BEGIN

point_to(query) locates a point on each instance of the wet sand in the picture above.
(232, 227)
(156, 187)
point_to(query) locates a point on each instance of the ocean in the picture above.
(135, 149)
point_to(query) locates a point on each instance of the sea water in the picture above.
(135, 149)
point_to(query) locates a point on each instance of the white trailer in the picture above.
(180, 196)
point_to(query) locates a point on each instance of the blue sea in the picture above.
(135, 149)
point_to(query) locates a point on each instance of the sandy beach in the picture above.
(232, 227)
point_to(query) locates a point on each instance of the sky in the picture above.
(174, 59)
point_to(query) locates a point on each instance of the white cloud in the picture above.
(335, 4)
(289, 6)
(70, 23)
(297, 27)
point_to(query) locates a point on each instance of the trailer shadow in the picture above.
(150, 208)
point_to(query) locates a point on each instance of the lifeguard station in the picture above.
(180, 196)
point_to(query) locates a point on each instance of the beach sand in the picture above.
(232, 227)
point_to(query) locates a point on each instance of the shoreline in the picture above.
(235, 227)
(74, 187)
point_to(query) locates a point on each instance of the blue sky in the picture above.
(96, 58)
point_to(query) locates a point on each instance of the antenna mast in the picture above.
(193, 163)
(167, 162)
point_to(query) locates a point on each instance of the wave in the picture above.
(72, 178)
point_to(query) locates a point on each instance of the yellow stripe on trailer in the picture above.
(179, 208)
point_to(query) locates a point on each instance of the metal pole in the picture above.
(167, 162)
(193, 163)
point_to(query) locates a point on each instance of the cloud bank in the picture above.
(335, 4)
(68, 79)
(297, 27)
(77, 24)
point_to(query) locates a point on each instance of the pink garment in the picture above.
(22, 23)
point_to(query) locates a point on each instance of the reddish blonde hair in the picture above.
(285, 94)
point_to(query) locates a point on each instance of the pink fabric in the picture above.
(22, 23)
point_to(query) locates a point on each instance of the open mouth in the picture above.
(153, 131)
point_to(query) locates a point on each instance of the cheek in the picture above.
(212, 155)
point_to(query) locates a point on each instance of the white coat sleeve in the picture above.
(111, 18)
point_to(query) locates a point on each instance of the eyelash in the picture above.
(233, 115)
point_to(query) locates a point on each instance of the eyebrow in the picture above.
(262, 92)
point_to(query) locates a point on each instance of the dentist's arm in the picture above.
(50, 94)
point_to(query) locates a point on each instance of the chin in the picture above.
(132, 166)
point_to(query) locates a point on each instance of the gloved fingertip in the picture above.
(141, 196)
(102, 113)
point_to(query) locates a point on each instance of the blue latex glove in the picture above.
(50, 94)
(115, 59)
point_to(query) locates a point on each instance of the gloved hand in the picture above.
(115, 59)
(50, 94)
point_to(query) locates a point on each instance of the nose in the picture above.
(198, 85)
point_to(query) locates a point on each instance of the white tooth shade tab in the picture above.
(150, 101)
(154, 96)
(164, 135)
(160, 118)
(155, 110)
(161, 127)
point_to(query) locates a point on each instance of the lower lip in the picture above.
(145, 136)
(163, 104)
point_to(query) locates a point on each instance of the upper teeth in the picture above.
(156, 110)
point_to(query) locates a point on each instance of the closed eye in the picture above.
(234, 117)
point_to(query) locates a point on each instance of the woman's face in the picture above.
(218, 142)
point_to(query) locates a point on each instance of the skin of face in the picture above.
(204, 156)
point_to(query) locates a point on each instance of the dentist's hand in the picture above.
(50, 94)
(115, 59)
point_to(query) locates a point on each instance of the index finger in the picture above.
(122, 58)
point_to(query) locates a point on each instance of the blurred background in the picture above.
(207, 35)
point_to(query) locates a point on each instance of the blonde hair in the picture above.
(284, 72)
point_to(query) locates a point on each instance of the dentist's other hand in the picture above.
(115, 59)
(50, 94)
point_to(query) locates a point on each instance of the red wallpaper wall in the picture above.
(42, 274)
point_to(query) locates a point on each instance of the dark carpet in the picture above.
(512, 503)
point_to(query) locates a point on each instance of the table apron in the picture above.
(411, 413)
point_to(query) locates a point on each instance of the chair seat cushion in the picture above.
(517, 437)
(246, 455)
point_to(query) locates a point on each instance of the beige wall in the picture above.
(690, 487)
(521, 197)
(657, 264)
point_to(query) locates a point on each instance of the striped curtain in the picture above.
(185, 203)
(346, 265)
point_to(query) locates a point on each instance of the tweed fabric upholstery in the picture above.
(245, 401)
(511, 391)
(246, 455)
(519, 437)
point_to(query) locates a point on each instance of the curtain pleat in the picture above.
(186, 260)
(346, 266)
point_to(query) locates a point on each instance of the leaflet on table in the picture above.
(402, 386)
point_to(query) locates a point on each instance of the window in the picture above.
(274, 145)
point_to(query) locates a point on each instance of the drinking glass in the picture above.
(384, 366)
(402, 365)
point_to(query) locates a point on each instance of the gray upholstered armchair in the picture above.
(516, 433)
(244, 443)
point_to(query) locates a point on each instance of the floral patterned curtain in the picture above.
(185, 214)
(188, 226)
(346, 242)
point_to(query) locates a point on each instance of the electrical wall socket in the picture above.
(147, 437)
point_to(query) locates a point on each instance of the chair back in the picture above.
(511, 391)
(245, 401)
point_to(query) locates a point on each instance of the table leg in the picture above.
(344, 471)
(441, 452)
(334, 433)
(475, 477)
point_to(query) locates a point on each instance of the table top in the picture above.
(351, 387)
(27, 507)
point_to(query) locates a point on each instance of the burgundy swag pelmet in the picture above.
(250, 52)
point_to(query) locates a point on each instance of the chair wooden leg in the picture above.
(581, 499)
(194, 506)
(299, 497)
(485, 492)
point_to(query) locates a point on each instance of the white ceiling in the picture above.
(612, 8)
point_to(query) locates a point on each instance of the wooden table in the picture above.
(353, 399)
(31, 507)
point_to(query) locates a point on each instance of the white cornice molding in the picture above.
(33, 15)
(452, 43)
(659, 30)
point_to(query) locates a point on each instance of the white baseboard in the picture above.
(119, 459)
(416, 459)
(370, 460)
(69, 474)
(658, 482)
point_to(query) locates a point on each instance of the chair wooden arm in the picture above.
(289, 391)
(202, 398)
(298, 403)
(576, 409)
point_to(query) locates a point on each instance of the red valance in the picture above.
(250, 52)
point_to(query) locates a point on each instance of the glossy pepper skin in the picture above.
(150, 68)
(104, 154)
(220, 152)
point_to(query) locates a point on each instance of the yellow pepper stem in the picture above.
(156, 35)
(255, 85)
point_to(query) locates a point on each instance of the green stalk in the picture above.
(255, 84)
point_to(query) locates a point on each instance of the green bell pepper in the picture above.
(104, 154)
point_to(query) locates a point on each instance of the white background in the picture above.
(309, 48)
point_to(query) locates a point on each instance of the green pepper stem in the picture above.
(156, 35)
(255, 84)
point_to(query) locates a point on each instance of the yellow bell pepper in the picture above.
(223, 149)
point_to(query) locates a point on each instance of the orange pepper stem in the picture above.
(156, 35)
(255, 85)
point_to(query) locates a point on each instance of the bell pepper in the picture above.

END

The lines to quote run from the one containing "wooden arm in the picture above." through the final line of the material above; please give them exactly, both ends included, and nothing else.

point_to(query) locates a point on each instance of the chair wooden arm in the picture above.
(289, 391)
(202, 398)
(298, 403)
(576, 409)
point_to(query) locates a point on each instance of the red valance in the picture above.
(250, 52)
point_to(query) locates a point on each instance of the glossy pepper skin in the picture above.
(150, 68)
(104, 154)
(220, 152)
point_to(query) locates a point on each instance of the yellow pepper stem in the picture above.
(156, 35)
(255, 85)
point_to(query) locates a point on each instance of the green stalk in the picture above.
(255, 84)
point_to(query) locates a point on each instance of the green bell pepper in the picture above.
(104, 154)
point_to(query) locates a point on each instance of the white background in the picture above.
(309, 48)
point_to(query) locates a point on each instance of the green pepper stem in the picture above.
(156, 35)
(255, 84)
point_to(query) locates a point on each instance of the yellow bell pepper in the picture above.
(223, 149)
point_to(query) locates a point on each instance of the orange pepper stem in the picture above.
(156, 35)
(255, 85)
point_to(query) locates a point on each instance of the bell pepper in the picture above.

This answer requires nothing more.